▸ EXERCISE PASSAGE
··········

The celebration of Christmas in Nazi Germany included attempts by the regime to bring the Christian religious holiday into line with Nazi ideology. The Jewish origins of Jesus and the commemoration of his birth as the Jewish Messiah was troubling for some members of the Nazi Party and their racialist beliefs. Between 1933 and 1945, some government officials attempted to remove these aspects of Christmas from civil celebrations and concentrate on cultural pre-Christian aspects of the festival. However, church and private celebrations remained Christian in nature.

==Background==
Christianity had long been the main faith of the Germanic peoples, dating to the missionary work of Columbanus and St. Boniface in the 6th–8th centuries. The Nazis ruled Germany from 1933 to 1945. Nazism wanted to transform the subjective consciousness of the German people—their attitudes, values and mentalities—into a single-minded, cohesive "national community". According to the American journalist Shirer, "under the leadership of Rosenberg, Bormann and Himmler—backed by Hitler—the Nazi regime intended to destroy Christianity in Germany, if it could, and substitute the old paganism of the early tribal Germanic gods and the new paganism of the Nazi extremists."

Hitler and the Nazi party promoted "Positive Christianity" early on, but Hitler had a falling out with Alfred Rosenberg and declared it not to be the official stance of the Nazi party. Positive Christianity itself was not exclusively Christian and was open to non-theists and even promoted Wotan in Rosenberg's Myth of the 20th Century.

Early Nazi celebrations of Christmas occurred in 1921 when Adolf Hitler made a speech in a beer hall in Munich to 4,000 supporters. Undercover police reporters wrote that the crowd cheered when Hitler condemned "the cowardly Jews for breaking the world-liberator on the cross", swearing he was "not to rest until the Jews ... lay shattered on the ground." The crowd then sang carols and nationalist hymns around a Christmas tree, with gifts being donated to working-class attendees of the speech. After taking power in 1933, Nazi ideologues initially sought to reject Germany's long-held Christmas traditions—renaming the festival Julfest, and propagating its Germanic origins as the celebration of the winter solstice. But for the majority of Germans, the Christian traditions remained the basis of the holiday, and the churches were outraged by the removal of Christ from Christmas and maintained the Christian traditions among themselves.

··········

▸ SUPPLIED MATERIAL

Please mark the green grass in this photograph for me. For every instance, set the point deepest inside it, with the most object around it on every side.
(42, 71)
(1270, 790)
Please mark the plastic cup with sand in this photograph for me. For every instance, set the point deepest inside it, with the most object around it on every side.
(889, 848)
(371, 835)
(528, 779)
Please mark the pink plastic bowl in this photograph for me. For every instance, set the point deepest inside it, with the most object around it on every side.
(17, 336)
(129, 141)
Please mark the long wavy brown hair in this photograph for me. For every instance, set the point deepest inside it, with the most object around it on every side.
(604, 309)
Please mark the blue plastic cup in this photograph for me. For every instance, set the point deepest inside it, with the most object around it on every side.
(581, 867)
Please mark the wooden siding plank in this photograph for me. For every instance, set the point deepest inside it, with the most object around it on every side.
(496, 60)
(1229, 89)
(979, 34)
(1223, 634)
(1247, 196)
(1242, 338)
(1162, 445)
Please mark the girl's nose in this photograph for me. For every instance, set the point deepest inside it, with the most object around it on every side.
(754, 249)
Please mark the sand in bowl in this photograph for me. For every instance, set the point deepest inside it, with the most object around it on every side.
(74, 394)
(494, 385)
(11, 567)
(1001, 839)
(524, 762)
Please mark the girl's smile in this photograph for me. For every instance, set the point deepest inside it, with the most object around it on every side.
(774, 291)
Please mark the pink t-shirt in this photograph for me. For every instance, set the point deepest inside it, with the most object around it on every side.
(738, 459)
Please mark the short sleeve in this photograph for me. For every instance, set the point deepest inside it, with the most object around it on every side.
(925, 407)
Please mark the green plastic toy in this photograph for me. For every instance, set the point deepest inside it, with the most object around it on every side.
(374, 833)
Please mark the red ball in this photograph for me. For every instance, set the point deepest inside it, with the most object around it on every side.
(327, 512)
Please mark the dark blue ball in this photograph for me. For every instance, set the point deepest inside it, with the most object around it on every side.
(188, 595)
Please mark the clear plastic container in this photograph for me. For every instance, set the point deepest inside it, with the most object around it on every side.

··········

▸ EXERCISE TASKS
• A. According to the passage on Christmas in Nazi Germany, how many supporters heard Hitler's 1921 beer hall speech in Munich?
• B. Carry on writing the passage on Christmas in Nazi Germany, starting after its final sentence.

▸ ANSWERS GIVEN
• A. 4,000

• B.
==Christmas in the Nazi regime==
Nazi ideologists claimed that the Christian elements of the holiday had been superimposed upon ancient Germanic traditions. They argued that Christmas Eve originally had nothing to do with the birth of Jesus Christ but instead celebrated the winter solstice and the "rebirth of the sun", and that the swastika was an ancient symbol of the Big Dipper in its 4 positions in the spring equinox, summer solstice, September equinox and the winter solstice. Further, they perceived that Santa Claus was a Christian reinvention of the Germanic God Wotan, more commonly known in his name in Norse mythology as Odin. Accordingly, holiday posters were made to depict Odin as the "Christmas or Solstice man", riding a white charger, sporting a thick grey beard and wearing a slouch hat, carrying a sack full of gifts. The traditional crèche was replaced by a garden containing wooden toy deer and rabbits; Mary and Jesus were depicted as a blonde mother and child.

The Christmas tree was also changed. The traditional names of the tree, Christbaum or Weihnachtsbaum, was renamed in the press as a fir tree, light tree or Jul tree. The star on the top of the tree was sometimes replaced with a swastika, a Germanic sun wheel or a sig rune, and swastika-shaped tree lights. During the height of the movement, an attempt was made to remove the association of the coming of Jesus and replace it with the coming of Hitler, referred to as the "Saviour Führer".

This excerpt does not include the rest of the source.